(Extracted data records)
--- begin ---
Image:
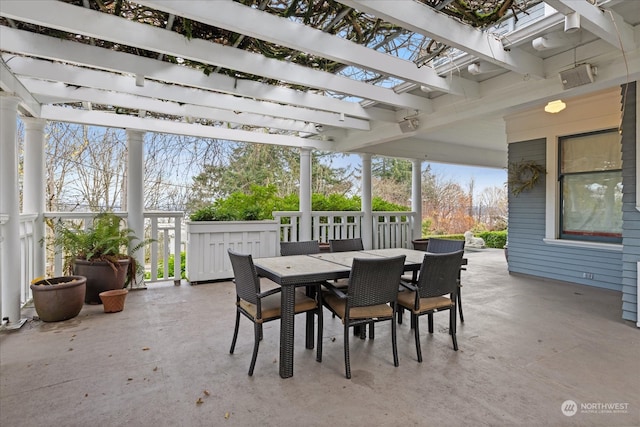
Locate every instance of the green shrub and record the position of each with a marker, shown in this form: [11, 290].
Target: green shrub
[183, 269]
[261, 201]
[494, 239]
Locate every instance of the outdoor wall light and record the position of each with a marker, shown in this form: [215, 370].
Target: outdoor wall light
[555, 106]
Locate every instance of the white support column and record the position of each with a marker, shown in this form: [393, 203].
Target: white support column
[416, 196]
[33, 190]
[305, 194]
[10, 261]
[135, 190]
[366, 196]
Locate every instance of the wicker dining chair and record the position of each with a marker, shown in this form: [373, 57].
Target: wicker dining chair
[435, 291]
[371, 297]
[440, 246]
[264, 306]
[304, 247]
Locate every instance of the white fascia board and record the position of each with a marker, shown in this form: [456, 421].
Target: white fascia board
[99, 118]
[10, 84]
[27, 43]
[61, 91]
[107, 81]
[422, 19]
[80, 20]
[265, 26]
[606, 24]
[443, 152]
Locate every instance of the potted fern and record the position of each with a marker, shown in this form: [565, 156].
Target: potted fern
[100, 253]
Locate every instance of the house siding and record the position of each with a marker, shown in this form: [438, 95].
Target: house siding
[529, 254]
[630, 214]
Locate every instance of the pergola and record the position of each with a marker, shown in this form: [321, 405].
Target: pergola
[421, 80]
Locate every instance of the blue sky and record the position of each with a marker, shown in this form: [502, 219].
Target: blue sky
[483, 177]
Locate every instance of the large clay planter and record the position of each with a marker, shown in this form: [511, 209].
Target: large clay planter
[61, 299]
[101, 277]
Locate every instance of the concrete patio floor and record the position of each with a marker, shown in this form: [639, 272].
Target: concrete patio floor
[526, 347]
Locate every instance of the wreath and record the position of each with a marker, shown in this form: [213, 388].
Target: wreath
[523, 176]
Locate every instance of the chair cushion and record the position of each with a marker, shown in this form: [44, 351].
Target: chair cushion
[407, 300]
[339, 306]
[271, 306]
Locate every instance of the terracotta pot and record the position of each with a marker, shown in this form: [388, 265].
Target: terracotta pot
[56, 302]
[101, 277]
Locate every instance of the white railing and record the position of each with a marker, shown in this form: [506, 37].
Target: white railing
[390, 229]
[164, 228]
[393, 229]
[28, 247]
[325, 225]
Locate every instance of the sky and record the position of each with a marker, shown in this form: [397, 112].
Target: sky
[483, 177]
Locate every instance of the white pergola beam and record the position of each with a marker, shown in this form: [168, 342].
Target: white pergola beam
[99, 118]
[61, 91]
[79, 20]
[27, 43]
[606, 24]
[195, 98]
[424, 20]
[10, 84]
[265, 26]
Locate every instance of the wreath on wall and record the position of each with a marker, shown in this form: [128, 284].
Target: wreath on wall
[524, 175]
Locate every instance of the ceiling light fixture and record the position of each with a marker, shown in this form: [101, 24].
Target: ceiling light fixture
[571, 22]
[554, 107]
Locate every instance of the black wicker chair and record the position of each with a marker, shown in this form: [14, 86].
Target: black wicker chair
[260, 307]
[435, 291]
[299, 248]
[344, 245]
[441, 246]
[371, 297]
[305, 247]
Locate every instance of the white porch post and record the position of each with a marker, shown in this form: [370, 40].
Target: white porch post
[135, 190]
[416, 196]
[305, 193]
[33, 190]
[366, 196]
[10, 261]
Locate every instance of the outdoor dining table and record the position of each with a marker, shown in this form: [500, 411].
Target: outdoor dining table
[299, 270]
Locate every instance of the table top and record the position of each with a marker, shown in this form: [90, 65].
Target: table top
[345, 258]
[300, 269]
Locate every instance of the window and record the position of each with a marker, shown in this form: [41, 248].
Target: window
[591, 187]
--- end ---
Quote every line of the records above word for word, omitting the pictures.

§ **SOLUTION TO THIS EXERCISE**
Image:
Locate every instance of the green shrub and record the position of each with a marker, shown in this form: [11, 290].
Target: green shrub
[183, 269]
[261, 201]
[494, 239]
Locate every instance of the outdoor wall light and record the position of each with a marker, shown in this form: [215, 370].
Target: outdoor wall light
[555, 106]
Locate every instance of the white support column and record the position of each with a marker, shown in this form: [393, 203].
Target: white support column
[416, 196]
[33, 190]
[305, 194]
[10, 261]
[135, 190]
[366, 196]
Locate every instance of the wicker dining chair and record the position of each with a marker, shown in this form: [373, 57].
Target: wicker dining chair
[435, 291]
[371, 297]
[440, 246]
[264, 306]
[304, 247]
Locate every instance of the white fascia board and record the position of each with a marker, shown in this form: [456, 421].
Target: white fascia board
[99, 118]
[10, 84]
[27, 43]
[61, 91]
[107, 81]
[422, 19]
[80, 20]
[265, 26]
[606, 24]
[443, 152]
Locate every instance of the potted fern and record the position of each with a marker, shown in this form: [565, 156].
Target: potted fern
[100, 253]
Locate every instance of the house siding and record the position of each with a marker, shown in this form: [438, 95].
Target: house siding
[529, 254]
[630, 214]
Locate every instance of the pergola and record the position of each with a marker, shown in this form: [321, 405].
Target: pergola
[421, 80]
Locate every instance of the blue sky and record the position of each with a marker, shown in this form: [502, 219].
Target: blue sky
[483, 177]
Locate every instance of the large clay planter and record the position of each with a marker, shown in this form: [511, 209].
Target: large clay planter
[61, 299]
[101, 277]
Locate every instance of the concrete patio floor and record the position of each with a marker, shown in this form: [639, 272].
Target: concrete patio floor
[526, 347]
Locate every instance of the wreath and record the position of each with a marker, shown in this form: [213, 388].
Target: wreath
[523, 176]
Locate every instance of the chair cushion and record the position of each with a marker, shown in this form: [44, 351].
Target: chair cushion
[407, 300]
[339, 306]
[271, 306]
Locate every instance of the terracotta pot and record the position of each with a marker, shown in this form: [388, 265].
Target: terracotta pot
[56, 302]
[101, 277]
Locate every instance of the white railing and record the position of each with a marker, shown in this form: [506, 37].
Target: white railing
[390, 229]
[164, 228]
[393, 229]
[28, 247]
[325, 225]
Locate every instance of the sky and record the position of each with a marker, shown in this form: [397, 112].
Target: sky
[483, 177]
Locate every instance of the white pergola beam and record the position of each with a marker, shown in this form: [168, 342].
Target: white pergola beam
[99, 118]
[61, 91]
[79, 20]
[27, 43]
[606, 24]
[195, 98]
[424, 20]
[10, 84]
[265, 26]
Locate every instance of the wreath on wall and record the position of each with a marker, shown in this form: [128, 284].
Target: wreath on wall
[524, 175]
Locate every instance of the ceiling light fixture and record the position of each with a marker, shown in this form: [101, 24].
Target: ceiling light fixture
[571, 22]
[554, 107]
Locate every instance of the black wicker chair and record the position of each with a marker, shown in this form: [14, 86].
Target: black wicker chair
[260, 307]
[435, 291]
[299, 248]
[344, 245]
[441, 246]
[371, 297]
[305, 247]
Locate every instance of the white porch post and record the position of each with a marker, shown in this form: [370, 40].
Target: white porch post
[135, 190]
[416, 196]
[305, 193]
[33, 190]
[366, 196]
[10, 261]
Locate every instance of the outdoor dining table and record the position of each with a marker, shown in this form: [500, 411].
Target: outdoor dining table
[299, 270]
Locate every instance of the table top and record the position of each with a marker, shown in this form: [90, 65].
Target: table top
[345, 258]
[300, 269]
Locate every instance of the window and record the position of each with a marker, shown in this form: [41, 248].
Target: window
[591, 187]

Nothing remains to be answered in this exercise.